EXCERPT -
--- BEGIN ---

3.4.  Source-Specific Joins

   IGMPv3 permits a receiver to join a group and specify that it only
   wants to receive traffic for a group if that traffic comes from a
   particular source.  If a receiver does this, and no other receiver on
   the LAN requires all the traffic for the group, then the DR may omit
   performing a (*,G) join to set up the shared tree, and instead issue
   a source-specific (S,G) join only.

   The range of multicast addresses from 232.0.0.0 to 232.255.255.255 is
   currently set aside for source-specific multicast in IPv4.  For
   groups in this range, receivers should only issue source-specific
   IGMPv3 joins.  If a PIM router receives a non-source-specific join
   for a group in this range, it should ignore it, as described in
   Section 4.8.

--- END ---

In the excerpt on source-specific joins, which range of IPv4 multicast addresses is set aside for source-specific multicast?

GIVEN ENTRIES -
--- BEGIN ---

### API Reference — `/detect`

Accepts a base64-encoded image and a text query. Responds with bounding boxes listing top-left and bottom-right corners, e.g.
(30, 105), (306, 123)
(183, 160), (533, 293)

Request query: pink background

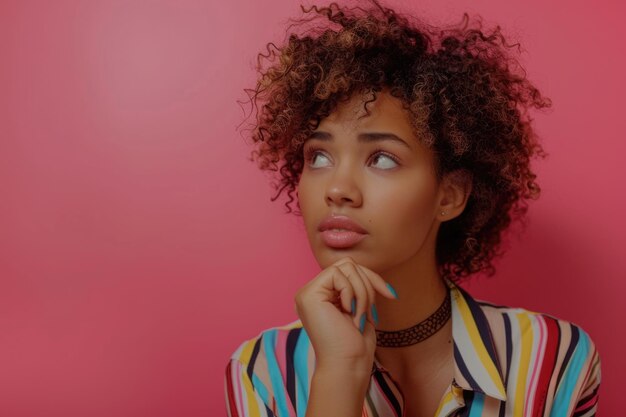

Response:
(0, 0), (626, 417)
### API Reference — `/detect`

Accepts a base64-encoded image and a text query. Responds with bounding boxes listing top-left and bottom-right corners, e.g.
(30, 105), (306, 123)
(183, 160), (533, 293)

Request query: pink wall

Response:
(0, 0), (626, 417)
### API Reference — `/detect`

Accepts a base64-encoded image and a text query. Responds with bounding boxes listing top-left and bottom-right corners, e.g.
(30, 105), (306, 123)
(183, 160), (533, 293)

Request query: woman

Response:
(225, 1), (600, 417)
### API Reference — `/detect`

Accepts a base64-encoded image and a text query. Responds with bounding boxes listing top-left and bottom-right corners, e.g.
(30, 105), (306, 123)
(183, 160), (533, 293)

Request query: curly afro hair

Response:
(239, 0), (551, 281)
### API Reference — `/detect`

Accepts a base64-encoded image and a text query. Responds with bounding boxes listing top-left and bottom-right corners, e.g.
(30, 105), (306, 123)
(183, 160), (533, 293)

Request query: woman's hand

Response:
(295, 257), (396, 373)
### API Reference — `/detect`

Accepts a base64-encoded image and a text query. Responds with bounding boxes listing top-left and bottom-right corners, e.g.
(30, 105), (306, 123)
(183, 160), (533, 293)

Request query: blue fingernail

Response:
(372, 304), (378, 325)
(387, 283), (398, 298)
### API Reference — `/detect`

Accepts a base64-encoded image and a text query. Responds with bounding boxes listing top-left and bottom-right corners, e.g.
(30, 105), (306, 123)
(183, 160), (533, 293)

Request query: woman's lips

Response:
(320, 229), (367, 248)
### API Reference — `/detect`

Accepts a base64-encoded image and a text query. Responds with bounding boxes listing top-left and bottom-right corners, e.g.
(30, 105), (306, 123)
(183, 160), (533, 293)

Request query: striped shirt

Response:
(224, 280), (600, 417)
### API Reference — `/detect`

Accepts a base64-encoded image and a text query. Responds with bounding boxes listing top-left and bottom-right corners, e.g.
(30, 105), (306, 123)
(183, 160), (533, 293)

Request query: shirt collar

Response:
(373, 279), (506, 403)
(444, 279), (506, 401)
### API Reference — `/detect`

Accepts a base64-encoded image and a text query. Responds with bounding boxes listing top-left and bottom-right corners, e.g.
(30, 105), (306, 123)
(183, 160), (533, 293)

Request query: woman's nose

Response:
(326, 166), (362, 206)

--- END ---

THE RESULT - 232.0.0.0 to 232.255.255.255